• Problem details: How many lines in the rows below contain the string "facade", with case counting? Reply with the number alone.

#### Available records ####

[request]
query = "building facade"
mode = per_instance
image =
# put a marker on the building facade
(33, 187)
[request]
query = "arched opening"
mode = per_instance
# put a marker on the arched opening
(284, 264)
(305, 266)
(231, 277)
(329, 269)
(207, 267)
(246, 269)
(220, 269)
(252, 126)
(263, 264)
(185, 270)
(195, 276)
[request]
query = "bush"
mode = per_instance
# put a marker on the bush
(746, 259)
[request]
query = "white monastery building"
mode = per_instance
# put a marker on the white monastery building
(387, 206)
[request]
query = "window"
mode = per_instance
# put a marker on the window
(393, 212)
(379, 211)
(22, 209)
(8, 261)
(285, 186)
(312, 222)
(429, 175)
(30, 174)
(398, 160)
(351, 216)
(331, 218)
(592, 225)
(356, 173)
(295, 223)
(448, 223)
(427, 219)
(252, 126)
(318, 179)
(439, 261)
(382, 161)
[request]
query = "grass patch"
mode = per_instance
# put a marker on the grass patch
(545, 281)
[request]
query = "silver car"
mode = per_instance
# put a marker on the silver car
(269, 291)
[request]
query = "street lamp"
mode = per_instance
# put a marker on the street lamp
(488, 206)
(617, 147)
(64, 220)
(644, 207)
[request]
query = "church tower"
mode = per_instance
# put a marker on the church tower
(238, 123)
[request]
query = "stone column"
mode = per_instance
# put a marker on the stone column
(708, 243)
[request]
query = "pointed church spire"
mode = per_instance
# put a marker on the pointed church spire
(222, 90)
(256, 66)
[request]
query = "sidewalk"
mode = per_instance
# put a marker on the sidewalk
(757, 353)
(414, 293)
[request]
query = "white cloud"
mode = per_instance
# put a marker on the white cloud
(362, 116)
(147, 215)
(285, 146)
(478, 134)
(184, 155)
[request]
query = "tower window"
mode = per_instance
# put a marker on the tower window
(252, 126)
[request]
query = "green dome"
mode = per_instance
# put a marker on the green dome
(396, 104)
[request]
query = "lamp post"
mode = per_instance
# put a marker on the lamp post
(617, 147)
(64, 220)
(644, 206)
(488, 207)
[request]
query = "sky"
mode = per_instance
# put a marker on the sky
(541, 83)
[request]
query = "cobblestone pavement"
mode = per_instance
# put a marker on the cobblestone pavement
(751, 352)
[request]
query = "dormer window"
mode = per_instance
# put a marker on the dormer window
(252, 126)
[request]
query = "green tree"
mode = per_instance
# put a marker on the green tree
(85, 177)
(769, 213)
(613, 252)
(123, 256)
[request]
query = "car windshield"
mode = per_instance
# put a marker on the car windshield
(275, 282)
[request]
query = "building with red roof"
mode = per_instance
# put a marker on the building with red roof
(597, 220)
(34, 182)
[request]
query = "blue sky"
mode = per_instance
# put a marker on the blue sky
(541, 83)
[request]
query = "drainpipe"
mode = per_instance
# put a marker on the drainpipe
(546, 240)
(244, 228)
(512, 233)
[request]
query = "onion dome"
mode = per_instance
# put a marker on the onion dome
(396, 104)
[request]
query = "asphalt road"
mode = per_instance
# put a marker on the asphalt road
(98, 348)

####

• Solution to this task: 2